• Tarefas
A - Com base no texto citado, responda a cada pergunta numa linha própria, com a mesma marcação:
(i) Que número tem este encontro com Miguel Torga?
(ii) A quem se atribuem o texto e a selecção?
(iii) Em que cidade e em que data decorre o "Jantar tipicamente chinês"?
B - No registo de Coimbra, 2 de Novembro de 1988, do texto citado, identifique todas as coisas que, segundo o autor, ninguém há-de entender.

• Texto citado
Chá com Letras Online: LEITURAS DE TORGA XVII

LEITURAS DE TORGA XVII

17.º Encontro com Miguel Torga, nos seus Diários.
Procurei diversificar as escolhas de hoje, neste 17º Encontro de nós com Miguel Torga.
Sempre se me afigura, que bem poderia ter selecionados outros momentos (textos, poemas), por me parecerem de grande relevância num conhecimento maior do escritor. Todavia, a este “fado” me encosto, assumindo a minha enorme dificuldade no momento da escolha. Quando se gosta de um escritor, tudo nos parece de oportuna escolha.
Que desfrutem!
Texto e selecção de Maria José Areal

DIÁRIO IX:
Macau, 10 de Junho de 1987 – Jantar tipicamente chinês, com o ritual devido. Comer é um acto de cultura. O civilizado alimenta-se; o selvagem enfarta-se. E gostei de, pela primeira vez na vida, estar sentado a uma mesa a ingerir cada iguaria como se engolisse uma hóstia. A comungar. Com a natureza ainda evidentemente, mas transfigurada por exigência do corpo e do espírito. Os acepipes já tão requintados como as maneiras. Em vez da posta suculenta de tubarão, o decocto alquímico das barbatanas. Em lugar do garfo gadanha, que é ainda uma lembrança penosa da mão troglodita, parcimoniosos e mágicos pauzinhos de prestidigitação. A necessidade nutritiva tornada oportunidade de prazer. Cada tempero a surpreender o paladar e a saber em todos os sentidos.
Miguel Torga – Diário XV, pág. 40, 1.ª Edição Revista, Coimbra/1990

Coimbra, 2 de Novembro de 1988 – Decididamente, morro incompreendido. Quem há-de entender certas reacções, certas atitudes, certas palavras a que sou obrigado à hora menos pensada? Dava nem sei o quê para não ter de dizer o que disse hoje a um bem-aventurado de espírito que se leva a sério. Mas calar-me seria pactuar. E eu não posso pactuar nem comigo mesmo. A minha autenticidade passa pela minha sinceridade. E tenho de pagar o preço dessa autoconsciência e dessa franqueza sem contemplações: ser no mundo um ermita convivente.

Registos de contornos de regiões identificadas:
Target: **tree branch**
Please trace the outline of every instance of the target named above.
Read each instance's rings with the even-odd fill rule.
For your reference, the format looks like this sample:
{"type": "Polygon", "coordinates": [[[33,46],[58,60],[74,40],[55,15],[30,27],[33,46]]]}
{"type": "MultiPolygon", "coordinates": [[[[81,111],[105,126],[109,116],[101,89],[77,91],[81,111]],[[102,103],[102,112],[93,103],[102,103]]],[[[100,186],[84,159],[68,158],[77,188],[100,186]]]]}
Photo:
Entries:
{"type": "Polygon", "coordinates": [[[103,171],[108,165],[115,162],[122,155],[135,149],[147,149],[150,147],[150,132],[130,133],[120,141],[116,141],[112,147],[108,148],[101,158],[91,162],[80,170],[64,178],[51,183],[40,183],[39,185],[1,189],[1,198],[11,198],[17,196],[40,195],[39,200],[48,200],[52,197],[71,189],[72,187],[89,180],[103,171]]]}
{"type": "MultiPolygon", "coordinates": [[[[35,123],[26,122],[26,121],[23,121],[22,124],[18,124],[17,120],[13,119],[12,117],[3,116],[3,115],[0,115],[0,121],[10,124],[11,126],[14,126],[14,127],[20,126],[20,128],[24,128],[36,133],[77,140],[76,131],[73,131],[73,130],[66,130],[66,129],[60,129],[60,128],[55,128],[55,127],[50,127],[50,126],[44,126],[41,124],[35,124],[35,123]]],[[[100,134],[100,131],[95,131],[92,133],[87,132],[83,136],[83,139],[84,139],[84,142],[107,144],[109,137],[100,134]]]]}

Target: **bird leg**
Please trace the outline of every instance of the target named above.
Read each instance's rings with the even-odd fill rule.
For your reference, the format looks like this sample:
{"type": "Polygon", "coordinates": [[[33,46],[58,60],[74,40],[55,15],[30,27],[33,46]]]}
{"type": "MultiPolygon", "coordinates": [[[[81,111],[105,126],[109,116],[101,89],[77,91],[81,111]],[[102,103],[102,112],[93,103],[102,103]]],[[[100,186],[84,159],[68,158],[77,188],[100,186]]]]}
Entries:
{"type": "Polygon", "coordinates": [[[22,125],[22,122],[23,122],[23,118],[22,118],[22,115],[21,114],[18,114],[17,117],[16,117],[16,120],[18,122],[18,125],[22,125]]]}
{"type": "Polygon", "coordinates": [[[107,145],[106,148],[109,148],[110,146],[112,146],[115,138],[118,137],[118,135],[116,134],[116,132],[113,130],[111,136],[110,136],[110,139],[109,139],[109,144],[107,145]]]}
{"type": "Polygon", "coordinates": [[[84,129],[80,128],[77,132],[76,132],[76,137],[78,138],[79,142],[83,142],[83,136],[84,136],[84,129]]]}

• Respostas por ordem
A -
(i) É o 17.º encontro.
(ii) A Maria José Areal.
(iii) Em Macau, a 10 de Junho de 1987.

B -
- certas reacções
- certas atitudes
- certas palavras